=== Activity list ===
• 1. According to the news report on Jyoti Basu's death, how many years did he rule West Bengal?
• 2. Repeat word for word the passage of the Jyoti Basu news report that starts with the words containing "Jyoti Basu, Communist" and finishes with "with respiratory problems.".

=== Page extract ===
Jyoti Basu, Communist Who Ran Indian State for 23 Years, Dies
January 17, 2010, 07:02 AM EST Jan. 17 (Bloomberg) -- Jyoti Basu, who ruled India’s eastern state of West Bengal for 23 years at the head of an elected communist government, died today.
Basu, 95, died at 11:47 a.m. local time, Debashish Sharma, superintendent of AMRI Hospital, said by telephone from Kolkata. Basu had backed reforms that distributed farm land to the poor and raised production, and he remained popular with the state’s rural masses, his speeches attended by up to a million people at the height of his influence. He was taken to hospital in Kolkata, West Bengal’s capital, on Jan. 1 with respiratory problems.
“It’s a sad day for all of us,” India’s Home Minister P. Chidambaram said in Kolkata today. “He was a great patriot, a great democrat, a great parliamentarian and a great source of inspiration.”
A London-educated barrister, Basu retired as chief minister in November 2000 because of ill health. While he is credited with bringing stability to a state known for its fractious, rowdy politics, Basu and his Communist Party of India (Marxist) failed to attract the investment flowing into regions like Andhra Pradesh, Maharashtra and Karnataka.
“Jyoti Basu was ambitious and progressive, and presided over political stability and the underdevelopment of West Bengal for almost quarter of a century,” said Omprakash Mishra, pro- vice chancellor of the New Delhi-based Indira Gandhi National Open University. “Industry, infrastructure, education and health care suffered during his tenure.”
Basu began his political career in the 1940s as a trade union leader. In the 1980s and 1990s, his party opposed the use of computers in banks and other public offices on concern that they would eliminate jobs, making Kolkata less attractive for India’s software firms. The city fell behind the likes of Bangalore, Hyderabad and Mumbai.
Pressure to create jobs in the city led Basu and his Marxists to soften their ideological opposition to private investment, and Kolkata now hosts offices of many large Indian and overseas companies.
The Communist Party of India (Marxist) became a key ally of Congress Prime Minister Manmohan Singh’s government from 2004 to 2008, when they used their influence to stall the sale of shares in state-run companies and block the entrance of foreign investment in banking and insurance.

=== Excerpted data ===
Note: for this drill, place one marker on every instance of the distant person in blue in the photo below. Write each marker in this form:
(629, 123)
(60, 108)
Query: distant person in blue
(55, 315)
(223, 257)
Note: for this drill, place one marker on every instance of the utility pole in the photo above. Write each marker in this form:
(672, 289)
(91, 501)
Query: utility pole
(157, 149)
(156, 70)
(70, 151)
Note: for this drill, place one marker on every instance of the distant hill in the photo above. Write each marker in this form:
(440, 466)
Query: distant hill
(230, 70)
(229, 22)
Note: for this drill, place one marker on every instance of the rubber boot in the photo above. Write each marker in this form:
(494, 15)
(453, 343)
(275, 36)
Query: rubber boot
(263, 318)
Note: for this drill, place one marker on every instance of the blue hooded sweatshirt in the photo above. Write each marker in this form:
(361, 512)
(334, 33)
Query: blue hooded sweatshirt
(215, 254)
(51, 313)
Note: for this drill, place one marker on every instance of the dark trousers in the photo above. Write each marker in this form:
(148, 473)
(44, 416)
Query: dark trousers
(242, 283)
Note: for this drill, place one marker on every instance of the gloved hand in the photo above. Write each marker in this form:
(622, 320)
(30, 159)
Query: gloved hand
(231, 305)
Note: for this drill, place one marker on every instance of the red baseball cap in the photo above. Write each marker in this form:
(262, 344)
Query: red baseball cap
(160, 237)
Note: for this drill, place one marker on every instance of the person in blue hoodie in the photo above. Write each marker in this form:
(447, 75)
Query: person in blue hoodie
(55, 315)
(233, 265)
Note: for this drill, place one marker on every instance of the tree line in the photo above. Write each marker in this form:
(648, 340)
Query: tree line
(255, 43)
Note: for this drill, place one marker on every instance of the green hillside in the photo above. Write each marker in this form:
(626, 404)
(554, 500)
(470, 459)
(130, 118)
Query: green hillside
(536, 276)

=== Answers for the exercise ===
• 1. 23 years

• 2.
Jyoti Basu, Communist Who Ran Indian State for 23 Years, Dies
January 17, 2010, 07:02 AM EST Jan. 17 (Bloomberg) -- Jyoti Basu, who ruled India’s eastern state of West Bengal for 23 years at the head of an elected communist government, died today.
Basu, 95, died at 11:47 a.m. local time, Debashish Sharma, superintendent of AMRI Hospital, said by telephone from Kolkata. Basu had backed reforms that distributed farm land to the poor and raised production, and he remained popular with the state’s rural masses, his speeches attended by up to a million people at the height of his influence. He was taken to hospital in Kolkata, West Bengal’s capital, on Jan. 1 with respiratory problems.